[Haskell-cafe] Re: Move MonadIO to base

wren ng thornton wren at freegeek.org
Tue Apr 20 00:49:17 EDT 2010


Anders Kaseorg wrote:
> Isaac Dupree wrote:
>> Do you see the difference? The effects are sequenced in different places.
>> The return/join pair moves all the effects *outside* the operations such
>> as catch... thus defeating the entire purpose of morphIO. 
> 
> Yes; my question is more whether Wren has a more clever way to get an 
> isomorphism (forall b. (m a -> IO b) -> IO b) <-> IO (m a) that would make 
> the simpler interface work out.  (Or maybe I misunderstood what he was 
> getting at.)

Yeah no, that's what I was getting at. Since it doesn't quite work out, 
I should probably rethink my appeal to parametricity re Kleisli arrows.[1]

That is, when we take the monad to be the identity monad or equivalently 
to be "no monad", then parametricity yields: (forall b. (m a -> b) -> b) 
<-> (m a). Apparently this makes some sort of appeal to special 
properties about the identity monad (e.g., being both pointed and 
copointed) since it doesn't generalize to every monad in the way I 
suggested.

- [Problem A]: In the mailing list post about moving MonadIO to base, what does Isaac Dupree say the return/join pair does with the effects?
- [Problem B]: Resume the mailing list post about moving MonadIO to base, picking up right after its final sentence.

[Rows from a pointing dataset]
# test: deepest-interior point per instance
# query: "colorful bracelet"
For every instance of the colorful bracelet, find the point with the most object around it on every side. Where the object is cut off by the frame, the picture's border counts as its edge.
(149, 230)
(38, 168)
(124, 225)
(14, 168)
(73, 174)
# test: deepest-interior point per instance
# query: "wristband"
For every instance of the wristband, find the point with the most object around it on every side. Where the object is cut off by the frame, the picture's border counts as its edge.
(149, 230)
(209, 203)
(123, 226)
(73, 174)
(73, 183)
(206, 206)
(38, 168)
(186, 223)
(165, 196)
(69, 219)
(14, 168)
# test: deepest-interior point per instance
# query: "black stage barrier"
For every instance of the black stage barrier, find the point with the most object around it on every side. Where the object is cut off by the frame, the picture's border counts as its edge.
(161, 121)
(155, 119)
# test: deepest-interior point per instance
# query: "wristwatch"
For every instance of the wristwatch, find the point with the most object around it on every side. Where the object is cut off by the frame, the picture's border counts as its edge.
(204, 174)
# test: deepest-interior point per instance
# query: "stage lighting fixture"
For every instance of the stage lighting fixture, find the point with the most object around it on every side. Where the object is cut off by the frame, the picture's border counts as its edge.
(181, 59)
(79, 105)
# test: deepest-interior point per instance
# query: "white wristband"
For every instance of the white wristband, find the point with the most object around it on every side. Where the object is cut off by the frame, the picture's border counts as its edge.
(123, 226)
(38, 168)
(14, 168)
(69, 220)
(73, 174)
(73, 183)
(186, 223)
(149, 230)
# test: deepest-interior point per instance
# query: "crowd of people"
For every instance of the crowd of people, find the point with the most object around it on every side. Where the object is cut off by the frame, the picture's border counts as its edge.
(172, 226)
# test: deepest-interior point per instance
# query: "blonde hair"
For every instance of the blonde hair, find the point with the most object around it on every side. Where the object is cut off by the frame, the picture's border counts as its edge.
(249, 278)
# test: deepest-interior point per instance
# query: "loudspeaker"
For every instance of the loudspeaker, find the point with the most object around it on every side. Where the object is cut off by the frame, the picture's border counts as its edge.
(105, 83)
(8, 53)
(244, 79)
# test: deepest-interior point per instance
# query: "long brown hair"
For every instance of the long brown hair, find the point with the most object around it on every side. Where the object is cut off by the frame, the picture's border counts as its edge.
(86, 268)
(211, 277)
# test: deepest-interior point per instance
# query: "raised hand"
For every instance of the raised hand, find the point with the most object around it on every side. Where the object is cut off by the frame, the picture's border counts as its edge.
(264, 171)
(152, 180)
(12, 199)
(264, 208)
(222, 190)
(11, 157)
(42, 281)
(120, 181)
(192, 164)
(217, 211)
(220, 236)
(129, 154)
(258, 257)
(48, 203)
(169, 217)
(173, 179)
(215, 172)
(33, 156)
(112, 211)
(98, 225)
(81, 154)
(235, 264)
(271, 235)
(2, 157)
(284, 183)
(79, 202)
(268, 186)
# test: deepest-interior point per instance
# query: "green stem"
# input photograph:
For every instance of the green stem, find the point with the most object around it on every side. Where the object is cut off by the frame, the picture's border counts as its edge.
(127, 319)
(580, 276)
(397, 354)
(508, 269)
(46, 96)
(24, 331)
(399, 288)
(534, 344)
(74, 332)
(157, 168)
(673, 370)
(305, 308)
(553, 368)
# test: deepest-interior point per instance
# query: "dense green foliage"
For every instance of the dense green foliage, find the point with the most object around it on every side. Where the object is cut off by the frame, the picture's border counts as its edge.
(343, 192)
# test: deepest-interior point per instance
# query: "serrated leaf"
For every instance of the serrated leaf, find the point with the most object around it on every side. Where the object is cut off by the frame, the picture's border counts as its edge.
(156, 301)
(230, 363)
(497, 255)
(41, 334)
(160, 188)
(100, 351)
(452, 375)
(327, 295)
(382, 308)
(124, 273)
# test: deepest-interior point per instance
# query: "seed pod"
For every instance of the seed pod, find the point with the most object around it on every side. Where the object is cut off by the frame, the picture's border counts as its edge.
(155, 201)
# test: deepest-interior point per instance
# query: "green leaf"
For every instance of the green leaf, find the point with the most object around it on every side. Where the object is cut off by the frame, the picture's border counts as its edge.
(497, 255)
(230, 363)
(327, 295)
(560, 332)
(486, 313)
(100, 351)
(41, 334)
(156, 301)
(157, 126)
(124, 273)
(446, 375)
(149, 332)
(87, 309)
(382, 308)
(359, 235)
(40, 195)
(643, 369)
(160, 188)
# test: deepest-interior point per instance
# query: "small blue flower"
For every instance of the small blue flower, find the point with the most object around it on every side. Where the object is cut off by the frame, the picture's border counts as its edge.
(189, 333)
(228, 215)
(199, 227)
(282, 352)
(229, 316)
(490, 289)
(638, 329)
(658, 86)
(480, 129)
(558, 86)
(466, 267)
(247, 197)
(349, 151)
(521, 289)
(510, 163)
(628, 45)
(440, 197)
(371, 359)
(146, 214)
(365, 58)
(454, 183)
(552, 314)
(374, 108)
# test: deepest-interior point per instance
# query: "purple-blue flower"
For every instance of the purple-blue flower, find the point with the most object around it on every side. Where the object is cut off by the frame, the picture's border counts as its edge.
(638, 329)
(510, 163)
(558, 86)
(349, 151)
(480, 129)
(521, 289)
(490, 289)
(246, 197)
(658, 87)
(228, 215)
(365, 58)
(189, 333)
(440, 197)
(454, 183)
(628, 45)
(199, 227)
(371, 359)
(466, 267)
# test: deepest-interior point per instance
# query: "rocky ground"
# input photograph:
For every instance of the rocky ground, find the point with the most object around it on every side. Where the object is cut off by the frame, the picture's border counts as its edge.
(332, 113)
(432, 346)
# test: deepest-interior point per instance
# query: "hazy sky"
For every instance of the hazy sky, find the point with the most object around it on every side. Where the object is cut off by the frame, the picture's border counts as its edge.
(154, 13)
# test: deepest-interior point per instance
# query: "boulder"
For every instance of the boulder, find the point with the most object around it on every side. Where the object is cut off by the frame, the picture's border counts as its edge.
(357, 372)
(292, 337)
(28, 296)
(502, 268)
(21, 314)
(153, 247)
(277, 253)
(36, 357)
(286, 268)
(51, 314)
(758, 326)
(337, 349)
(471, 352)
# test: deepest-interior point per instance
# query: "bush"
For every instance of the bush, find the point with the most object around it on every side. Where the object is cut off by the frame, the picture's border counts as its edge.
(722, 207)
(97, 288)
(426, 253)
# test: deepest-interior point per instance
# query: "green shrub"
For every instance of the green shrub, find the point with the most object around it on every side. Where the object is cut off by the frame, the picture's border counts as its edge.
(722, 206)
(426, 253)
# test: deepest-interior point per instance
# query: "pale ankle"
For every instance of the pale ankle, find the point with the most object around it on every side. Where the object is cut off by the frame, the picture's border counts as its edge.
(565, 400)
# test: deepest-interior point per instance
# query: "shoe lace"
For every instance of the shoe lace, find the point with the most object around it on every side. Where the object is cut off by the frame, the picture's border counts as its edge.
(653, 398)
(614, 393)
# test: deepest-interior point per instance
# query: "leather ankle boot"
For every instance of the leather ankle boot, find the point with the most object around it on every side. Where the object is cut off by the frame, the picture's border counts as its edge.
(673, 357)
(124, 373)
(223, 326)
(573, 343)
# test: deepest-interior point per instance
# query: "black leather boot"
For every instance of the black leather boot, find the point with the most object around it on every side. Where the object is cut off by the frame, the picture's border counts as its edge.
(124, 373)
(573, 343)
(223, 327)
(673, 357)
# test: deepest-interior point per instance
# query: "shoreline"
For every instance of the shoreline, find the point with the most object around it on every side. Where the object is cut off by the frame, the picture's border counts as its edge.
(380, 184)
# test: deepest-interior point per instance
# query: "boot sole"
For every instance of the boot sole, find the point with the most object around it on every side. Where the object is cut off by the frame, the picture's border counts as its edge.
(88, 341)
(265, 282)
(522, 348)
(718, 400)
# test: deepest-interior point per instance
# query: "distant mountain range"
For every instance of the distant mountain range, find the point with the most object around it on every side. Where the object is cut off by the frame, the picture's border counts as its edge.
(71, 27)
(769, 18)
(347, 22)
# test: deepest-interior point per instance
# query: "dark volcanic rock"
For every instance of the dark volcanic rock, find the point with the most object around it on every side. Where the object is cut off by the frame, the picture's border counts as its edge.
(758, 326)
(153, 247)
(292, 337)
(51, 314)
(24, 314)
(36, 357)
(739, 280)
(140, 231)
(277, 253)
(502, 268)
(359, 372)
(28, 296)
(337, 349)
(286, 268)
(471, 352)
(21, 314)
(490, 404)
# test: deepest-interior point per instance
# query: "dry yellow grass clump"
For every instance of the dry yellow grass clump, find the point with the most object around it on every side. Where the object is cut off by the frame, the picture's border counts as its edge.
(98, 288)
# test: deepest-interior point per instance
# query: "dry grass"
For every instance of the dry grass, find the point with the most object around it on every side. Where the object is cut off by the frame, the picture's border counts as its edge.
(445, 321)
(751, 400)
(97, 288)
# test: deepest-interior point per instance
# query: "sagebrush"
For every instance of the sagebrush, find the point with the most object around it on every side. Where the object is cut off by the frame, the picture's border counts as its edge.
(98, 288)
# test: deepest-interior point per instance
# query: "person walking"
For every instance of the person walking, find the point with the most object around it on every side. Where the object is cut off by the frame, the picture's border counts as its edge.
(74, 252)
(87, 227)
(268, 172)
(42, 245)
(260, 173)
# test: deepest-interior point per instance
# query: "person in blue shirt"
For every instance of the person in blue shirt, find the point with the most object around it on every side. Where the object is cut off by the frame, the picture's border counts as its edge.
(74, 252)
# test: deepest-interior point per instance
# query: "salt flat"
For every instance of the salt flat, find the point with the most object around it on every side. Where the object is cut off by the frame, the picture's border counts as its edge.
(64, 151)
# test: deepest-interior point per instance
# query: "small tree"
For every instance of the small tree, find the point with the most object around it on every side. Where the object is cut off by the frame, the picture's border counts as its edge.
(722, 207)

- [Exercise answer A]: It moves all the effects outside operations such as catch, which defeats the entire purpose of morphIO.

- [Exercise answer B]:
<musing>
Perhaps the correct version is this?

     forall a n. Monad n =>
         (forall b. (m a -> n b) -> n b) <-> n (m (n a))

Of course that may not solve your H98 concerns. Not all monads m provide 
a universal law (forall n, n.m.n -> n.m) so to define the law you'd need 
MPTCs to relate m and n. But if we monomorphize to just n=IO that would 
simplify things; but then we'd need (Traversable m) in order to collapse 
the two layers of IO...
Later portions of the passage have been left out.